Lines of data
[Start]

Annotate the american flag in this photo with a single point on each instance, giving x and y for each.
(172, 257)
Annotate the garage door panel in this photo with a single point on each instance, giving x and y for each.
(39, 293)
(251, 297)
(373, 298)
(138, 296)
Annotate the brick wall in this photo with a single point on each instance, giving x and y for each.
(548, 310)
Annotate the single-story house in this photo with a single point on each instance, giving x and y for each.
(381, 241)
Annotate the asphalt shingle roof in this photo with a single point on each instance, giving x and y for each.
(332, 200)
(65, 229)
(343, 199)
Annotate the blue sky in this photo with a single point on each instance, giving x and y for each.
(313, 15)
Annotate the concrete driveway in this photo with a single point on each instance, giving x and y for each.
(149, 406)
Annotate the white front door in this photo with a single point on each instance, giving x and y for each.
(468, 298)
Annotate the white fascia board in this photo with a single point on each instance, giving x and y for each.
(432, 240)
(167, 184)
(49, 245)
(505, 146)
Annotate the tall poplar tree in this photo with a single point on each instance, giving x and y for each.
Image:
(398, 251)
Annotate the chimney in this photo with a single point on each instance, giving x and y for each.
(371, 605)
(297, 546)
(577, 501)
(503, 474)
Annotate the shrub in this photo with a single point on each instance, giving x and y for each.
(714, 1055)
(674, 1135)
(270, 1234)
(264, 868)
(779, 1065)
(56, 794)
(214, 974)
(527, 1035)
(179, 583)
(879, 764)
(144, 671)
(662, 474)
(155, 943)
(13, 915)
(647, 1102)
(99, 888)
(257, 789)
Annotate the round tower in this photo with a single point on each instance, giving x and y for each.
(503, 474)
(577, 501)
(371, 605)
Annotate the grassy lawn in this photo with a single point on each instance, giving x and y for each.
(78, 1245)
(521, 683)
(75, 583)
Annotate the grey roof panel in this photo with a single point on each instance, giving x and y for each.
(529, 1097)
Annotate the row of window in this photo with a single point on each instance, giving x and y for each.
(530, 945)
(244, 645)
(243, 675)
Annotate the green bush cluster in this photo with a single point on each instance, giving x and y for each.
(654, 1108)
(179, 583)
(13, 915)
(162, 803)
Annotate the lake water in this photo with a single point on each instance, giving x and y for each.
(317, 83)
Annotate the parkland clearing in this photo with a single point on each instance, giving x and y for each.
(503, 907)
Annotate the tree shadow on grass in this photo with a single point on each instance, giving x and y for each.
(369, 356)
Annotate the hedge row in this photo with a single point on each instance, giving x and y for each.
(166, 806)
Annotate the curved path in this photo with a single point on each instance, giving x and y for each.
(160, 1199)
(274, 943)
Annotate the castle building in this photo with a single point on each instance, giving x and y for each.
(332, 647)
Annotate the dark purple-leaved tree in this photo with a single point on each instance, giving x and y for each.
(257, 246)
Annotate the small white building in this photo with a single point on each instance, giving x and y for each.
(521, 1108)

[End]

WHAT TO WORK ON:
Return exactly, and only, the line containing "Annotate the grassy" and every line after it through the end of the material.

RESULT:
Annotate the grassy lawn in this photo with a single point on each instance, giving x and y for each.
(78, 1245)
(521, 683)
(75, 583)
Annotate the grey roof panel in this photo with a single point on each instance, giving x and y for each.
(529, 1097)
Annotate the row of window in this photo with a single point on each instance, giving x and y for each.
(530, 945)
(244, 645)
(243, 675)
Annotate the green bush cluster in this photo with a single point on each instance, giving x and y for each.
(654, 1108)
(179, 583)
(13, 915)
(162, 803)
Annotate the lake water in this photo with a single point on each instance, giving x and y for each.
(317, 83)
Annotate the parkland clearing in this photo with a single point on each instance, giving x and y for each.
(503, 907)
Annotate the tree shadow on grass in this photo with a single point on each instance, giving x and y for each.
(369, 356)
Annotate the hedge row in this photo with a single point on each instance, giving x and y for each.
(166, 806)
Annotate the curved path in this photo with a single point on each instance, giving x and y for each.
(160, 1199)
(274, 943)
Annotate the castle building in this photo with a single point on each instance, giving x and y for each.
(332, 647)
Annotate the dark purple-leaved tree in this photo with a single point on each instance, giving x and y for each.
(257, 246)
Annotate the small white building in this photo with a single point on each instance, giving x and y for each.
(521, 1108)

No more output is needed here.